■ Work order ■
Return all the lines below exactly. Any picture among them is omitted.
▬▬▬▬▬▬▬▬▬▬
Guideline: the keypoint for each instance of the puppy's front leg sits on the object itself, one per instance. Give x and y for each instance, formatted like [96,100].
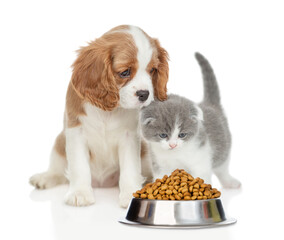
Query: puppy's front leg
[80,191]
[130,178]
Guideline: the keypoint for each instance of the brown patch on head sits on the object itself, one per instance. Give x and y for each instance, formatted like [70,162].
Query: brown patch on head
[96,70]
[74,107]
[160,73]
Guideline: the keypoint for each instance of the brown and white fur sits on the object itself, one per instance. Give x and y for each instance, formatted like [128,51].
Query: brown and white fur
[100,141]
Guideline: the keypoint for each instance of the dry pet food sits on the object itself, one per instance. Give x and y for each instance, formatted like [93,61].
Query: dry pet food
[180,185]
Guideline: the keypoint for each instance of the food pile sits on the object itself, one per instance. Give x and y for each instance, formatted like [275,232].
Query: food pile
▬▬▬▬▬▬▬▬▬▬
■ Result ■
Guideline: the keypoint for each instance of the puppy's front leg sits on the object itself, one per instance. Give x and y for each instance, formatted like [96,100].
Query: puppy's front leg
[80,191]
[130,178]
Guideline: the keypoint for each instance of the brown patch on head sits on the object itself, one per instance. Give x and y for each instance, formatted like [70,162].
Query: brown patch on head
[96,70]
[74,107]
[160,73]
Guideline: the keypoint for each instance of the brown and white fur sits on the object itself, one per instance. Give x and y for each instance, formatted like [128,51].
Query: brown and white fur
[100,141]
Guideline: the keypoint for each instance of the dry pet food sits on the object itself, one per instance. Give x and y for each instance, formatted like [93,61].
Query: dry pet food
[180,185]
Guideline: the keypoint for each instance of the food pile sits on the object itself, one per instance. Give x and y for each instance, formatted like [275,232].
Query: food pile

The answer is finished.